TEXT:

####################

Supreme Court Struggles to Apply Robocall Ban in Facebook Case

U.S. Supreme Court justices struggled to apply a decades-old federal ban on robocalls as they considered whether to allow a lawsuit accusing Facebook Inc. of repeatedly sending unwanted text messages.

The 80-minute argument indicated that several justices read the 1991 law as not applying to calls or texts that go to a wrong number, as Facebook says may have happened in its case. Other justices suggested they were simply frustrated by the task of making sense of an ambiguous statute enacted long before Facebook existed or mobile phones were in widespread use.

“Don’t you think it’s rather odd that we are applying a statute that’s almost anachronistic if not vestigial to a modern technology like Facebook and instant messaging, et cetera?” Justice Clarence Thomas asked. “Don’t you think that at some point, there’s at least a sense of futility?”

Facebook is appealing a lower court decision the social-media company says would put businesses at risk of massive damage awards for relatively small transgressions. Noah Duguid, the man suing Facebook, says the company’s interpretation of the law would unleash a torrent of robocalls.

Duguid says he received repeated texts from Facebook in 2014 notifying him of an attempted log-in, even though he didn’t have an account. Facebook says Duguid probably had a recycled phone number that had once been associated with an account. His lawsuit seeks class action status.

The case centers on the 1991 Telephone Consumer Protection Act, which allows penalties as high as $1,500 for every unwanted call or text. The ban applies to dialing systems that can “store or produce telephone numbers to be called, using a random or sequential number generator.”

####################

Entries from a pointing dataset
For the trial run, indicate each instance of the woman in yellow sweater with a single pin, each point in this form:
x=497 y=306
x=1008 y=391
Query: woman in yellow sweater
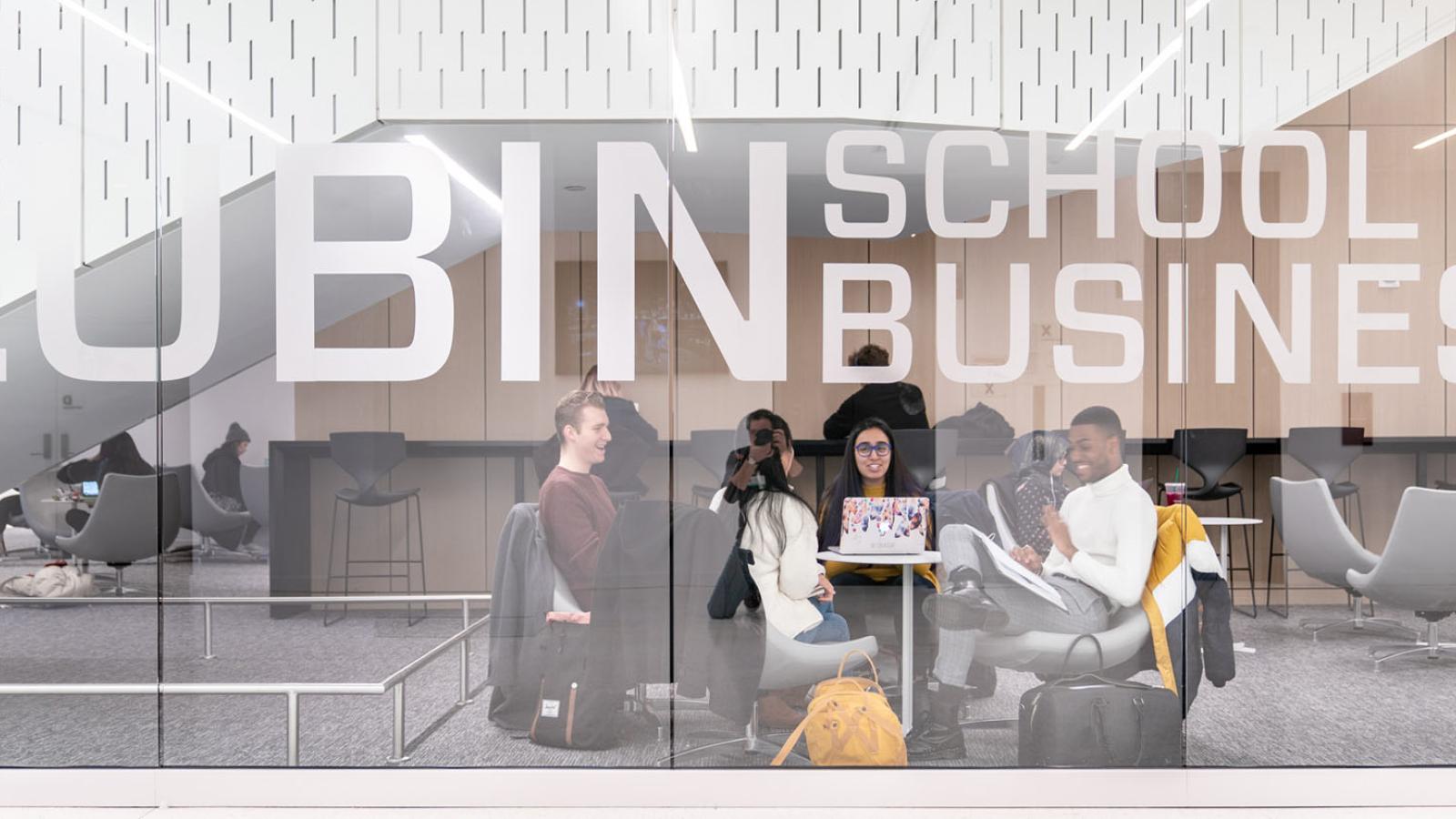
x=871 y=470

####################

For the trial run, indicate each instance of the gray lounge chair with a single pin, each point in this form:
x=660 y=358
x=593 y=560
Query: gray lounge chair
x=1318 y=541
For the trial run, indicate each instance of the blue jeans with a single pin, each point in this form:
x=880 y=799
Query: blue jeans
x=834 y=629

####################

PROBLEM SET:
**a)** Answer these questions using the robocall article:
(i) How many minutes did the argument last?
(ii) In what year does Duguid say he received repeated texts from Facebook?
(iii) What is the highest penalty the 1991 law allows for each unwanted call or text?
**b)** Print the lines of the entries from the line with "For the trial run, indicate each instance of the blue" up to and including the line with "x=834 y=629".
The article and the entries were taken from unrelated sources.

SOLUTIONS TO THE PROBLEMS:
**a)**
(i) 80 minutes
(ii) 2014
(iii) $1,500

**b)**
For the trial run, indicate each instance of the blue jeans with a single pin, each point in this form:
x=880 y=799
Query: blue jeans
x=834 y=629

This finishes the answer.